Collected data →

━━━━━━━━━━━━━━━━

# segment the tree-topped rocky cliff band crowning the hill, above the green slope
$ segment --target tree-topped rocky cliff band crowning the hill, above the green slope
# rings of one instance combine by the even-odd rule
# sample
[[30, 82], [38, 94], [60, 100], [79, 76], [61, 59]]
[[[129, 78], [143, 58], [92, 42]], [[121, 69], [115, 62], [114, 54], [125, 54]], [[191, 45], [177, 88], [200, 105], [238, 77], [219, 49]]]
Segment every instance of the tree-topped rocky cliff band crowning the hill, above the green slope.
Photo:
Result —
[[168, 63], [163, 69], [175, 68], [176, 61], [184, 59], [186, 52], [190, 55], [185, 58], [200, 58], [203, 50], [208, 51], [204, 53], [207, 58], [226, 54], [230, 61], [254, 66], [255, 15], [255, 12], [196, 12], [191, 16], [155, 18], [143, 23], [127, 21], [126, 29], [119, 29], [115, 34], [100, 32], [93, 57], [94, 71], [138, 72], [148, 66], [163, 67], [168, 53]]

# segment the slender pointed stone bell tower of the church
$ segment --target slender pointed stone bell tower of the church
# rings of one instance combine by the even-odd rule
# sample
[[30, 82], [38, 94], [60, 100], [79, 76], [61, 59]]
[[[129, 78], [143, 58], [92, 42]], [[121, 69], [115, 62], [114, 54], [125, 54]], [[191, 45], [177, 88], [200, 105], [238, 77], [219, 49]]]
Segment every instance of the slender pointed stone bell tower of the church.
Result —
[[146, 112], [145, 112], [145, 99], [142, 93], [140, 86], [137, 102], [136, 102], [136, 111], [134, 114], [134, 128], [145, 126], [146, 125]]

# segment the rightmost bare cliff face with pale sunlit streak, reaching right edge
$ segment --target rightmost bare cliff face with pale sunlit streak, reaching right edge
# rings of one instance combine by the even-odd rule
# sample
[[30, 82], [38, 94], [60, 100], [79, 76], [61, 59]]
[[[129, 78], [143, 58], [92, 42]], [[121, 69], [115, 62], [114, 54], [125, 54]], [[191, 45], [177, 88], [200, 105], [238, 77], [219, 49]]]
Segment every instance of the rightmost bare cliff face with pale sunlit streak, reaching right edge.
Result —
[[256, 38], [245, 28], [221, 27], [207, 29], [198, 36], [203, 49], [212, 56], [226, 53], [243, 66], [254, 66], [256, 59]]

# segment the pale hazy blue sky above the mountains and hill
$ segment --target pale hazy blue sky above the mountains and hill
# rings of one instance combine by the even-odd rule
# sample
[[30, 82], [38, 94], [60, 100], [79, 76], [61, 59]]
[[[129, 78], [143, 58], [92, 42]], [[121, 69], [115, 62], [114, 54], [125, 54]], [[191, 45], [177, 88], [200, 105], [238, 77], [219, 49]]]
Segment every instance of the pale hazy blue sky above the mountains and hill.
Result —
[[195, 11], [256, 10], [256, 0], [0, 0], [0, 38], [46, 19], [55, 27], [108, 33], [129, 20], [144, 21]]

━━━━━━━━━━━━━━━━

Directions for this task → Look through the records above and please copy every line in which the string "stone" occurs.

Your response →
# segment the slender pointed stone bell tower of the church
$ segment --target slender pointed stone bell tower of the church
Segment every instance of the slender pointed stone bell tower of the church.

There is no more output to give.